[DATA SHOWN — start]

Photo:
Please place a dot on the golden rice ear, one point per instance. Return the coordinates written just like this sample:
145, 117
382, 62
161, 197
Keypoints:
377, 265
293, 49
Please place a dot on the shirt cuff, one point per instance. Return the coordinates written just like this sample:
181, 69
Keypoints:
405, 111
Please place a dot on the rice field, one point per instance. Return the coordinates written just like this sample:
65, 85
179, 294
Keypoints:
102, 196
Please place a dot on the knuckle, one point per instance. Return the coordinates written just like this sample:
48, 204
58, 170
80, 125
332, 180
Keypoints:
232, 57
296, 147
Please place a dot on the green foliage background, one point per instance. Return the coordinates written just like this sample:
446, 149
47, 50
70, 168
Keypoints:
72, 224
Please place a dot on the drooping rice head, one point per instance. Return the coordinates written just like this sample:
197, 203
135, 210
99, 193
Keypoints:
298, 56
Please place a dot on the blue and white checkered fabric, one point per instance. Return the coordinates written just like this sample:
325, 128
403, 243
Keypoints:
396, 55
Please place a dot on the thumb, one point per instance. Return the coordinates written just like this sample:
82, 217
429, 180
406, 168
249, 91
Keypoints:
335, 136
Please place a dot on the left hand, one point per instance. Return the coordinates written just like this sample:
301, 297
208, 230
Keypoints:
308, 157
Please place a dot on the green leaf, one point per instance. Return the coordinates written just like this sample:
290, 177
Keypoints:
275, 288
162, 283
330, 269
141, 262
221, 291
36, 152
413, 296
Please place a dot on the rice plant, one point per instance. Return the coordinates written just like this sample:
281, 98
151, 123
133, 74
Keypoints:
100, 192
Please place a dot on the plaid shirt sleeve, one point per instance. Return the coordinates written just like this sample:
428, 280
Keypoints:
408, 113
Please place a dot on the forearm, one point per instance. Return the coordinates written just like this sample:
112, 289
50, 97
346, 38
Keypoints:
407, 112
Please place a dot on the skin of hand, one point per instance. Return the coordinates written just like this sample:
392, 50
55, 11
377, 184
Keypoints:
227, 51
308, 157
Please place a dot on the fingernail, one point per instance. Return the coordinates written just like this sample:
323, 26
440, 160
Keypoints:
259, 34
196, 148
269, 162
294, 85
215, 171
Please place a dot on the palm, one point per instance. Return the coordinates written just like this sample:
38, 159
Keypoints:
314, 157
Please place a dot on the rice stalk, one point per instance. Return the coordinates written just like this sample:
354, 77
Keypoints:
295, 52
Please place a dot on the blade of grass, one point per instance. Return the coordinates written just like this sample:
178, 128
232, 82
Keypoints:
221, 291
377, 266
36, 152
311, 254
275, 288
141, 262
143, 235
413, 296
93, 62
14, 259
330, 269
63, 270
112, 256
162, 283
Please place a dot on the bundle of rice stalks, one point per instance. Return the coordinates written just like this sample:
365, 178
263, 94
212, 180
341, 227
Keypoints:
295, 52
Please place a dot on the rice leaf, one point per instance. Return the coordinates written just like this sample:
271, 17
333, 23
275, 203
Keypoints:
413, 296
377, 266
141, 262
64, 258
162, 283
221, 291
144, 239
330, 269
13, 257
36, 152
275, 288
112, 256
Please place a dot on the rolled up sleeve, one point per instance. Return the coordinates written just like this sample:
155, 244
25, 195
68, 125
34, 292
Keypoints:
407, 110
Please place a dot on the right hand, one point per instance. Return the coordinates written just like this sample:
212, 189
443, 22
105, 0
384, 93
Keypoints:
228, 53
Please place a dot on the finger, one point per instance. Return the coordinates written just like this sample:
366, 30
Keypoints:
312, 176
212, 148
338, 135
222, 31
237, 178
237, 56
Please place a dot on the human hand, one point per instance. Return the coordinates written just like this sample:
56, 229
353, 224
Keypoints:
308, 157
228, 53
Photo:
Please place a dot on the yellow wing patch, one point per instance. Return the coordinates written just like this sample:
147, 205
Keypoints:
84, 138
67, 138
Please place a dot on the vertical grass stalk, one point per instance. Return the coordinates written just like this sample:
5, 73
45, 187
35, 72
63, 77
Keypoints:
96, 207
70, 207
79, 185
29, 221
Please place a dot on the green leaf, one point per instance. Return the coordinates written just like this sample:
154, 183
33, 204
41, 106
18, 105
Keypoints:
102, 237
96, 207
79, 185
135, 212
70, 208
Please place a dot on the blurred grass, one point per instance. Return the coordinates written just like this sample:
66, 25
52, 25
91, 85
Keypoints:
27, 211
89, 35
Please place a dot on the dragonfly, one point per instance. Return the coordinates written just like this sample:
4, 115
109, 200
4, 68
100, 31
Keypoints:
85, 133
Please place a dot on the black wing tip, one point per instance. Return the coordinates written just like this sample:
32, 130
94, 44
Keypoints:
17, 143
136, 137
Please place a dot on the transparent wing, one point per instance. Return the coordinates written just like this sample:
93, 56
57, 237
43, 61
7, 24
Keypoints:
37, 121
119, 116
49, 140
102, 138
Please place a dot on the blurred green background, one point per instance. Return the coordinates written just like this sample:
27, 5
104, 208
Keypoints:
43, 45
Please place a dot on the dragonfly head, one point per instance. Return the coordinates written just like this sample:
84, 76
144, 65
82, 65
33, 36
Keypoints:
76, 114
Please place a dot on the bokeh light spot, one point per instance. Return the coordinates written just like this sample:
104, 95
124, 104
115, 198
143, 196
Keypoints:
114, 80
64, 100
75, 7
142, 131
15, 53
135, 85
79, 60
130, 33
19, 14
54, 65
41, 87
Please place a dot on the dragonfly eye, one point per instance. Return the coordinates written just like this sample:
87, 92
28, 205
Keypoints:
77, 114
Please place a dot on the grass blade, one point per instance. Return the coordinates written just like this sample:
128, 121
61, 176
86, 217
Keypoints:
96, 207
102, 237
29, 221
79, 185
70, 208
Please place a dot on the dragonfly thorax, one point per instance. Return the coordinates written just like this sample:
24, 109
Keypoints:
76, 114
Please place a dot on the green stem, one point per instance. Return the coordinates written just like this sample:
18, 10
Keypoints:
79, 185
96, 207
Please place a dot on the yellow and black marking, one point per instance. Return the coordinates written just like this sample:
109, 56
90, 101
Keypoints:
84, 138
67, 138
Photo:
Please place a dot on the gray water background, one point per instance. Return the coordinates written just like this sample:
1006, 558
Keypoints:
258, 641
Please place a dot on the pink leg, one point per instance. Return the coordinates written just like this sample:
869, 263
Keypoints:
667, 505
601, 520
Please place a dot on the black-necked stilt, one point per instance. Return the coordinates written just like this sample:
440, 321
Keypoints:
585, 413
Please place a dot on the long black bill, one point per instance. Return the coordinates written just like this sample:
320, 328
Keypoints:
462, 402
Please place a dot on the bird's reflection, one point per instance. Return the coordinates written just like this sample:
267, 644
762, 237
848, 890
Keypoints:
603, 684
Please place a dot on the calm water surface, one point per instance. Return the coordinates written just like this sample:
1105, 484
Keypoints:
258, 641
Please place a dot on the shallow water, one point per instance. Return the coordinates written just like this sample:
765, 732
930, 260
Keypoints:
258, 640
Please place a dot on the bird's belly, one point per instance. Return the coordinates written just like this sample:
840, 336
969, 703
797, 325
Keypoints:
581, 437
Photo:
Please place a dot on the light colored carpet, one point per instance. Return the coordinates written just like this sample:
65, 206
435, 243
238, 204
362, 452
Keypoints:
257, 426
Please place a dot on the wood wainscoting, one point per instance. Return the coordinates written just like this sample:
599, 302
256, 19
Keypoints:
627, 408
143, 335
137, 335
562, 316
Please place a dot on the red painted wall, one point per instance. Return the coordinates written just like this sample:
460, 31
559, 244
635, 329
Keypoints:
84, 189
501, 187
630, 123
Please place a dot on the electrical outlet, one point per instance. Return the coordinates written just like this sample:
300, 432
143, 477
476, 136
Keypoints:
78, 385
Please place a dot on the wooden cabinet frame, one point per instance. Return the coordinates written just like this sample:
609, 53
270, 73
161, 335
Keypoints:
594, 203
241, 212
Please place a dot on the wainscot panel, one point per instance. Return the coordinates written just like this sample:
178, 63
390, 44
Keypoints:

[DATA SHOWN — finish]

**DIRECTIONS FOR THIS TASK:**
Word for word, return the lines from the one holding "Please place a dot on the electrical" through the end of the entries above.

**SOLUTION FOR THIS PROBLEM:**
Please place a dot on the electrical outlet, one point per instance. Return the coordinates written just like this sample:
300, 432
143, 477
476, 136
Keypoints:
78, 385
Please place a dot on the wooden cabinet frame, one point per instance. Return the coordinates written just like this sample:
609, 53
270, 73
161, 335
Keypoints:
594, 203
241, 212
Please place a dot on the wainscot panel, one point per instance. Return the coordinates written just like this sample:
178, 63
390, 44
Keypoints:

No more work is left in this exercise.